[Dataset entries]

* * * * *

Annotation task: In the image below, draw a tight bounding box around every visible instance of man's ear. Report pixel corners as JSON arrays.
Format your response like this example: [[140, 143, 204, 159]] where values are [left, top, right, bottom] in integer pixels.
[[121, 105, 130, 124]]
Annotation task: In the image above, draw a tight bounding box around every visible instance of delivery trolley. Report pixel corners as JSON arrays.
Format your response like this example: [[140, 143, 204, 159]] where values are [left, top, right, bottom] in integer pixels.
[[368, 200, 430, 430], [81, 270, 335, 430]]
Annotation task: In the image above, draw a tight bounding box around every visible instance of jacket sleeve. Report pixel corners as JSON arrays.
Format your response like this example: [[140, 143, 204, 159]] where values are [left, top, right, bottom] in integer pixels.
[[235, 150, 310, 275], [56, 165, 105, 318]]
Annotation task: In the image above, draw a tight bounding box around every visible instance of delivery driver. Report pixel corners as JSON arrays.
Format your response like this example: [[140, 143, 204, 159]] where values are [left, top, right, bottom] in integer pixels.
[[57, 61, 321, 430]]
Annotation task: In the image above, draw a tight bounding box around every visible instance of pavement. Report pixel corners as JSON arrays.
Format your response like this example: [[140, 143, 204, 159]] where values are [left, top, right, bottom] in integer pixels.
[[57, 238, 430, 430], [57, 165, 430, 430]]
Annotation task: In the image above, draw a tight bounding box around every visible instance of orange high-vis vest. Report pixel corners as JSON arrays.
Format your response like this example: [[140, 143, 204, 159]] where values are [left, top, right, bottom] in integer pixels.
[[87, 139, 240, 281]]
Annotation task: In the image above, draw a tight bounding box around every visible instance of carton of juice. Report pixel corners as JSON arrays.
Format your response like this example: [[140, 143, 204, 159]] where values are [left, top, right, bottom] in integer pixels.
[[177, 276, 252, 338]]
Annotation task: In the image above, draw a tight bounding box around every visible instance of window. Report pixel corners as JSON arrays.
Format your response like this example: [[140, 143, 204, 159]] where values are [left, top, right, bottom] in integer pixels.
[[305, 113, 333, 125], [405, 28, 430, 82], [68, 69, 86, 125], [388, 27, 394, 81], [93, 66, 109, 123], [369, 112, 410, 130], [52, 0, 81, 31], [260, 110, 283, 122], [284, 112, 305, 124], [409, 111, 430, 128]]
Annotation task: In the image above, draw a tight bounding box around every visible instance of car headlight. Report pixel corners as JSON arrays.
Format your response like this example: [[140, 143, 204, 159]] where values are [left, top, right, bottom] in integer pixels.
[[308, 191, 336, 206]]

* * * * *

Copy each line of the rows above that contains the string "delivery". The match is case-sensitive.

Annotation task: In the image above, draw a tight bounding box around every visible instance of delivery trolley. Report pixel corners as JSON arrays.
Annotation task: In the image above, draw a tight bounding box around every visible instance of delivery driver. Report pixel corners as JSON arrays.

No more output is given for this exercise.